= WHAT IS ASKED =
Render the data below as a numbered list, skipping any blank lines and leaving the pictures out.
** Start of DATA FOR THIS TASK **
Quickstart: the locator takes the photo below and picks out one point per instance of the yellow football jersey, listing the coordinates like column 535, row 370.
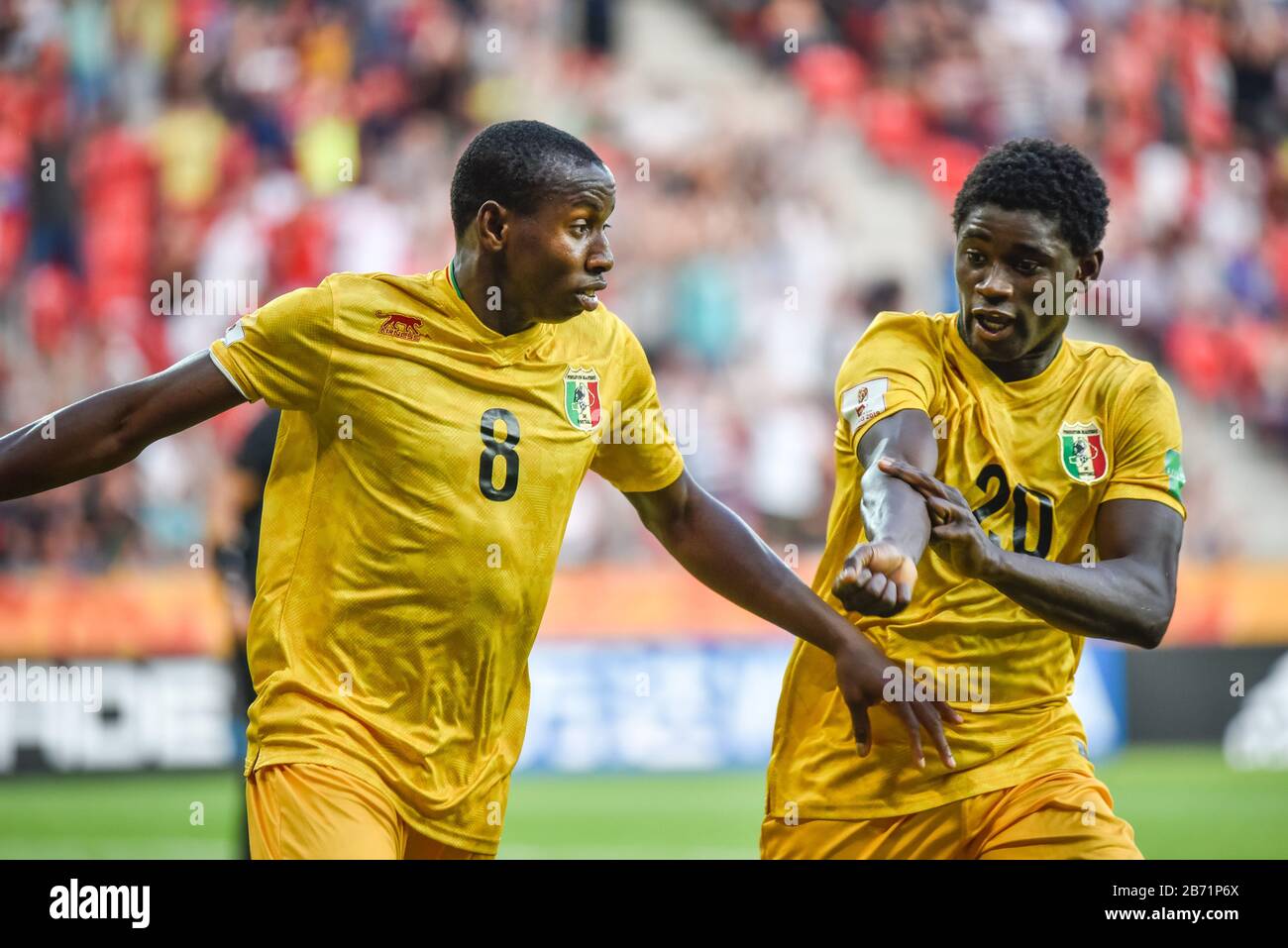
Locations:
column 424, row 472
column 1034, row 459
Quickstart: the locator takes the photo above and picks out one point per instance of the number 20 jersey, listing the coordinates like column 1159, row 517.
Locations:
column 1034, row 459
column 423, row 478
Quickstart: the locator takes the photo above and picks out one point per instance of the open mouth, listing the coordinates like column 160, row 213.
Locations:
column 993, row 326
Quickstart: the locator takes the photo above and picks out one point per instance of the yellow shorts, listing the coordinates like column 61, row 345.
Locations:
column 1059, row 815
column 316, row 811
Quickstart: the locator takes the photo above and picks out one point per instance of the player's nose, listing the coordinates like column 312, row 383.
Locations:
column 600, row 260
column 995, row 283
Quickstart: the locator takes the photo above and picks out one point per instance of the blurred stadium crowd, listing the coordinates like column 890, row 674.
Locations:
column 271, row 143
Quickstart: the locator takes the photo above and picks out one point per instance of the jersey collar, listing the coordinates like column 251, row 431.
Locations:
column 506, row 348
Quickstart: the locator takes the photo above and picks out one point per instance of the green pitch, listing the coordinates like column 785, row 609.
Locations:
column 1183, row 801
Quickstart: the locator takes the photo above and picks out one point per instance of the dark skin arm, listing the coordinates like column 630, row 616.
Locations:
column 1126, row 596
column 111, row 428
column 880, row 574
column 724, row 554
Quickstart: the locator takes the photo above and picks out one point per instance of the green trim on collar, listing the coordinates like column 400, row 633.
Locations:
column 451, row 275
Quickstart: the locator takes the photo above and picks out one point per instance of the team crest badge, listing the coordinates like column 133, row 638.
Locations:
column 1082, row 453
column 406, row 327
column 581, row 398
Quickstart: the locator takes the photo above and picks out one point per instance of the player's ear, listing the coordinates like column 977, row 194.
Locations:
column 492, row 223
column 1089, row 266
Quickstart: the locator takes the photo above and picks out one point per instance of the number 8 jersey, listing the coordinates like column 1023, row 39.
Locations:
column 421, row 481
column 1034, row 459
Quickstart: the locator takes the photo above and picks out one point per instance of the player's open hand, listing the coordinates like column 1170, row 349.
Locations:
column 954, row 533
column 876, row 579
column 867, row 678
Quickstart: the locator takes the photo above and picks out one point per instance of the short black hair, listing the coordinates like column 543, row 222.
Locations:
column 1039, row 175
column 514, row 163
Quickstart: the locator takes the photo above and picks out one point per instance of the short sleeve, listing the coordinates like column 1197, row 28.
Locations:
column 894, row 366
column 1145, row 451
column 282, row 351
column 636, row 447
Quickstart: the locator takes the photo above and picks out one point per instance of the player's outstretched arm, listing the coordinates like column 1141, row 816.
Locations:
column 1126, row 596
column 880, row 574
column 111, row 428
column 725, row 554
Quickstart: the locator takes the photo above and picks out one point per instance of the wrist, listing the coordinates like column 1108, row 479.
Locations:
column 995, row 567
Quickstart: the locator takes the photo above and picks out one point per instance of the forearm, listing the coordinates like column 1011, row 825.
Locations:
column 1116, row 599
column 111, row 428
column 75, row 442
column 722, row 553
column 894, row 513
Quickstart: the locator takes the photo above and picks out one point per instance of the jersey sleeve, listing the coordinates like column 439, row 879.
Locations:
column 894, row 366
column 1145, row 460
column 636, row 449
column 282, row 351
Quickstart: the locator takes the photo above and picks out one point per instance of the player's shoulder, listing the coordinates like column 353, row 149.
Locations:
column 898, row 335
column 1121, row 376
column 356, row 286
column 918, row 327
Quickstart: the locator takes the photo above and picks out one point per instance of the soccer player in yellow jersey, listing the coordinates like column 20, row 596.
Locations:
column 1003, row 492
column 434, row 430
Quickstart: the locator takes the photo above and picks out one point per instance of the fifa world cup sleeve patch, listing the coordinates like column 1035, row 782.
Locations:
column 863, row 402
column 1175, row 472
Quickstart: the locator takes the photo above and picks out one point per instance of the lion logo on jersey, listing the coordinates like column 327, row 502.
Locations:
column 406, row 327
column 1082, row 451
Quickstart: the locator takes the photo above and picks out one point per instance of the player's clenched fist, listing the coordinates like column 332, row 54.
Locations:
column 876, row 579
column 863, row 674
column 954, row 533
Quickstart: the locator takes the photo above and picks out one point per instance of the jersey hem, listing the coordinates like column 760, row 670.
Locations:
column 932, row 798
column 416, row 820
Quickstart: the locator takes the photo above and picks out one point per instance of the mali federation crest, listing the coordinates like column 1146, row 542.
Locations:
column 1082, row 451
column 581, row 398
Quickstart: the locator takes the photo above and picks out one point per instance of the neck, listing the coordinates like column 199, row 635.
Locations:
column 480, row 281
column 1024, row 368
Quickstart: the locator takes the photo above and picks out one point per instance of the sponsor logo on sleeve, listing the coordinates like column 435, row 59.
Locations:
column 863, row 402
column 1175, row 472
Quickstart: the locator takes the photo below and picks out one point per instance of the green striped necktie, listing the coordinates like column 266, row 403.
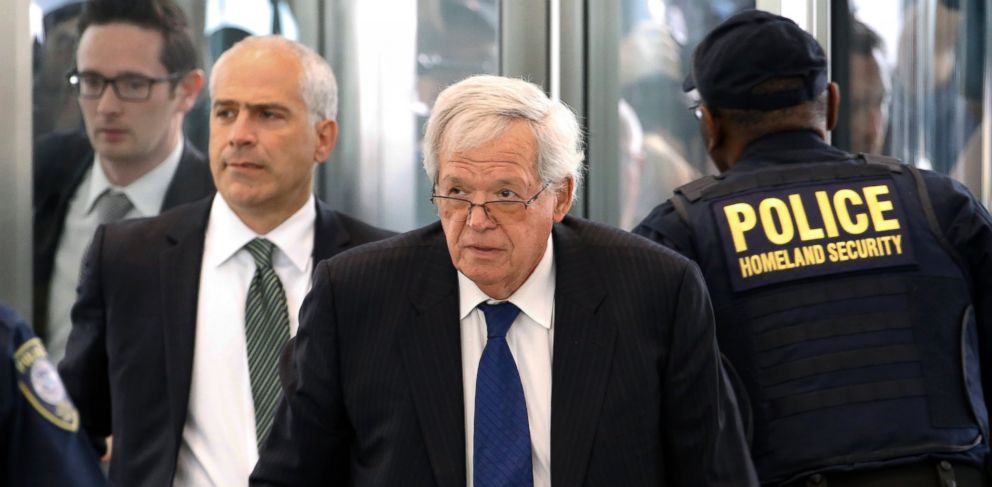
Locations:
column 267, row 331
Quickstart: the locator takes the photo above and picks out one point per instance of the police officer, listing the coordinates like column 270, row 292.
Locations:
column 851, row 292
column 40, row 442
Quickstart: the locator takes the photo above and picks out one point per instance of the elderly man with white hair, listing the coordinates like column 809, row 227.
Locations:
** End of DATA FOR THIS TASK **
= THE COMPLETED TASK =
1. Quickstart: the locator takes the photo below and picks out one point per instance of the yellow football jersey, listing the coordinates like column 535, row 370.
2. Locations:
3. column 424, row 472
4. column 1034, row 459
5. Quickstart: the locator takes the photo above and picks out one point per instance of the number 20 jersey, listing the coordinates like column 1159, row 517.
6. Locations:
7. column 1034, row 459
8. column 423, row 478
9. Quickstart: the locator takes the photo above and picks out one point per instance of the open mouth, listing the coordinates like column 160, row 213.
10. Locations:
11. column 993, row 326
12. Quickstart: the locator takes the photo above and picks out one point per instance of the yellow shorts, listing the coordinates like column 61, row 345.
13. Locations:
14. column 1059, row 815
15. column 316, row 811
16. Quickstart: the locator takes the photo above and picks out one point per instance of the player's nose, listing the coordinates like column 312, row 383.
17. Locations:
18. column 600, row 260
19. column 995, row 283
20. Quickstart: the locator takes the photo above and picks out one point per instance of the blurred stadium crowd, listing the coordinates like column 890, row 674.
21. Locations:
22. column 271, row 143
23. Quickstart: the locator takes the photo above and picks out one point per instance of the jersey collar, listing the coordinates like column 251, row 431.
24. Locations:
25. column 506, row 348
26. Quickstart: the locator takes the photo above and picks out one point per instance of the green pitch, listing the coordinates like column 785, row 609.
27. Locations:
28. column 1183, row 801
29. Quickstart: the locator takes the photo above and picks out one point per instance of the dark skin arm, listing the coordinates like column 630, row 616.
30. Locations:
31. column 1126, row 596
32. column 111, row 428
33. column 880, row 574
34. column 724, row 554
35. Quickstart: the locator takes the photo above and picks out one point per instance of the green trim on collar, listing the coordinates like column 400, row 633.
36. Locations:
37. column 451, row 275
38. Quickstart: the locator takes the photo above and picks out one point per instance of the team crest badge, listing the coordinates like column 133, row 638.
39. Locations:
40. column 1082, row 453
41. column 406, row 327
42. column 581, row 398
43. Quickstart: the locator takes the photo above and picks out one point per instance of the player's ear, listing the coordinates like column 977, row 194.
44. Locations:
45. column 492, row 223
46. column 1089, row 266
47. Quickstart: the locator takes the photo above and picks out one point per instance of the number 8 jersey, listing the coordinates like column 1023, row 39.
48. Locations:
49. column 421, row 481
50. column 1034, row 459
51. Quickstart: the locator takes the photo above and picks out one point per instance of the player's open hand, listing the coordinates like column 1170, row 349.
52. Locations:
53. column 954, row 533
54. column 876, row 579
55. column 867, row 678
56. Quickstart: the locator takes the photo above and picks out one point per instance of the short black hair, listing the coordinates like column 543, row 222.
57. Locations:
58. column 1039, row 175
59. column 514, row 163
60. Quickstart: the locator takes the photo above and picks out one point per instance of the short sleeve, listing the coordinates like column 1197, row 28.
61. Locations:
62. column 894, row 366
63. column 1145, row 451
64. column 282, row 351
65. column 636, row 447
66. Quickstart: the locator takes the photo above and picks out one point per instance of the player's outstretched arm, listing the coordinates like column 1141, row 816.
67. Locations:
68. column 1126, row 596
69. column 880, row 574
70. column 111, row 428
71. column 725, row 554
72. Quickstart: the locator takes the photo above and picks out one point per instance of the wrist, listing the coordinates like column 1108, row 479.
73. Locations:
74. column 995, row 567
75. Quickstart: the locator takes the photo above and picks out one point per instance of the forearm, listing the coordinates like column 1011, row 825.
76. Locations:
77. column 1116, row 599
78. column 111, row 428
79. column 75, row 442
80. column 722, row 553
81. column 894, row 513
82. Quickstart: the locator takes the photo above and picks out one point per instance of the jersey sleeve, listing the coordinates like column 439, row 879.
83. Locations:
84. column 894, row 366
85. column 1145, row 460
86. column 636, row 449
87. column 282, row 351
88. Quickstart: the locator takes the photo above and picks out one point per instance of the player's shoulder, listing the coordinates like column 353, row 149.
89. Locations:
90. column 898, row 335
91. column 1121, row 376
92. column 356, row 286
93. column 918, row 327
94. Quickstart: the locator takes the photo above and picks out one point per instance of the soccer player in yellow jersey, listing the coordinates like column 20, row 596.
95. Locations:
96. column 1003, row 492
97. column 434, row 430
98. Quickstart: the locator takes the photo above and picks out one point per instance of the fifa world cup sleeve patch, listing the coordinates like column 1035, row 782.
99. Locations:
100. column 863, row 402
101. column 1175, row 472
102. Quickstart: the locator takes the photo above and picks out one point per instance of the lion logo on jersey, listing the coordinates like column 327, row 502.
103. Locations:
104. column 406, row 327
105. column 1082, row 451
106. Quickstart: the locator takes the photo above and picks out one point per instance of the player's clenched fist, listing the coordinates like column 332, row 54.
107. Locations:
108. column 876, row 579
109. column 863, row 674
110. column 954, row 533
111. Quickstart: the locator takes the photo above and picks out one point per instance of the jersey hem, listing the coordinates like column 760, row 670.
112. Locations:
113. column 932, row 798
114. column 416, row 820
115. Quickstart: the locator takes the photo above and picks out one point per instance of the mali federation crest, listing the coordinates like column 1146, row 542.
116. Locations:
117. column 1082, row 451
118. column 581, row 398
119. Quickstart: the locator takes the photo above and picks out one point per instance of the neck, listing the coordinates like column 199, row 635.
120. Locations:
121. column 480, row 281
122. column 1024, row 368
123. Quickstart: the locator takes the photo above and picks out one point per instance of the sponsor logo on sleeve, listing the coordinates like column 435, row 59.
124. Locations:
125. column 863, row 402
126. column 1175, row 472
127. Quickstart: the locator takes the photo below and picks out one point per instance of the green striped necktie, listing the coordinates like column 266, row 403.
128. Locations:
129. column 267, row 331
130. Quickstart: the locator takes the photo above and picks out one point per instance of the police officer, listing the coordinates like column 270, row 292.
131. Locations:
132. column 851, row 292
133. column 40, row 442
134. Quickstart: the locator takes the photo above and picks out one point per instance of the elderly man with white hair, listing the coordinates like column 809, row 227.
135. Locations:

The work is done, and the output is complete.